Lines containing "white" should be pulled from the material below.

## Supplied material
════════════════

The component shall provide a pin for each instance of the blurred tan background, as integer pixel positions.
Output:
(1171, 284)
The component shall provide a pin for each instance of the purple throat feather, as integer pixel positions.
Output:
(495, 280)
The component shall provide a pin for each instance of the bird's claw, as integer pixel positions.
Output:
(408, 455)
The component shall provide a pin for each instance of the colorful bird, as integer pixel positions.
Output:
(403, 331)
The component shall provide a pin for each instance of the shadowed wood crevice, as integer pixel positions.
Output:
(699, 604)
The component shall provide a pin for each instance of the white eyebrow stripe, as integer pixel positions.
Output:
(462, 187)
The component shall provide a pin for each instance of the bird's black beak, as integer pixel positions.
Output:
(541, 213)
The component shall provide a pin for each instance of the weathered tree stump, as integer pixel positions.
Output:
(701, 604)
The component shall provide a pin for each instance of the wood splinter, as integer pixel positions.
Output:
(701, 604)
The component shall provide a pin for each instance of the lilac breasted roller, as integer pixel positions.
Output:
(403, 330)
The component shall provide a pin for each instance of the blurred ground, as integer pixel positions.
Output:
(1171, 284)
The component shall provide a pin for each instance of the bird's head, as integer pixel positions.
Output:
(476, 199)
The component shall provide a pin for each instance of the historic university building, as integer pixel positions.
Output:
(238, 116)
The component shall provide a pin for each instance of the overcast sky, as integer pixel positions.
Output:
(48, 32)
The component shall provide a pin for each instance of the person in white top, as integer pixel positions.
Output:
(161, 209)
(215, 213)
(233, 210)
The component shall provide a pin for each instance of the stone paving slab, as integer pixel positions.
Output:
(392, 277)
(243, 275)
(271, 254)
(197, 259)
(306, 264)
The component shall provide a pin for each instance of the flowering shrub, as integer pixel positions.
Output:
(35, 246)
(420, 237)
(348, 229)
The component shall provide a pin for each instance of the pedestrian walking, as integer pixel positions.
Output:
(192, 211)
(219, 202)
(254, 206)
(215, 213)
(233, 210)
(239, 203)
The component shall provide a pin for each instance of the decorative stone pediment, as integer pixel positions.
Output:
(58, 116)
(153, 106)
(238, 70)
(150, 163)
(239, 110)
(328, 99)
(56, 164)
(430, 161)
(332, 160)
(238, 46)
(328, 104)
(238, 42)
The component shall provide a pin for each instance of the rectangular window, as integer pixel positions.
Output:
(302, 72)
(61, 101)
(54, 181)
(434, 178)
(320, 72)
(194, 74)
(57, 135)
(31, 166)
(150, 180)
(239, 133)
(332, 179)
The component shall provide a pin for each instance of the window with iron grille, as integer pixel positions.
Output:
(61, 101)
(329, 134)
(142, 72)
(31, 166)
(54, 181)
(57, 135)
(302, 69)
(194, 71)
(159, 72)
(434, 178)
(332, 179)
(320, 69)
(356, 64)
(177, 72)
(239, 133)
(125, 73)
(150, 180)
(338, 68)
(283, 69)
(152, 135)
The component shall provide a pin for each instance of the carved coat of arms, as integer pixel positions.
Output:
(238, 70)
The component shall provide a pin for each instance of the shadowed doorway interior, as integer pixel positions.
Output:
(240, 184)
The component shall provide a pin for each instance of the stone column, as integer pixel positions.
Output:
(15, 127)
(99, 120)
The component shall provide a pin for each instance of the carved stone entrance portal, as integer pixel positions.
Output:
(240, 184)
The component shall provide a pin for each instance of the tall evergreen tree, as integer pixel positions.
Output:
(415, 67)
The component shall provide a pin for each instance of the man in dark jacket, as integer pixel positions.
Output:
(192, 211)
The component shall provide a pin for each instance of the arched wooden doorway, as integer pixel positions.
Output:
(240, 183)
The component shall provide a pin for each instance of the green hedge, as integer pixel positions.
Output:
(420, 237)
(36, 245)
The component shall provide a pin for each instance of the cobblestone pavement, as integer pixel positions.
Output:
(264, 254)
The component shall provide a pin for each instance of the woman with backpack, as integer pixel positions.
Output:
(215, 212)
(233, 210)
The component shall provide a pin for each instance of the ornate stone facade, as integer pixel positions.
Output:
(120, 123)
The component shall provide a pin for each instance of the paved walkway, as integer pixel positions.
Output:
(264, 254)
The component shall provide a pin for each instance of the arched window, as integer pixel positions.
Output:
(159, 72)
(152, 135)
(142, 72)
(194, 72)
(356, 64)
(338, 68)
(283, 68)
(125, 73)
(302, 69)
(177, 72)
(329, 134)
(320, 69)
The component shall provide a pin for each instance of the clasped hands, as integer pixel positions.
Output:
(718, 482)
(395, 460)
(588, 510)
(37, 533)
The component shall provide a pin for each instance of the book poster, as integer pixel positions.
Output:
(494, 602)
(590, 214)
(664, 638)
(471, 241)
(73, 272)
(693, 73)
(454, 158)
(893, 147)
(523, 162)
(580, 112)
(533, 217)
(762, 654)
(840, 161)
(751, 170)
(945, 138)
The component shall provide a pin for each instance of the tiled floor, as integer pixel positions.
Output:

════════════════

## Written answer
The component shall provide a pin for each instance of the white eyebrow stripe, as integer pixel positions.
The component shall provide a pin for each instance of the person in white top, as integer pixel positions.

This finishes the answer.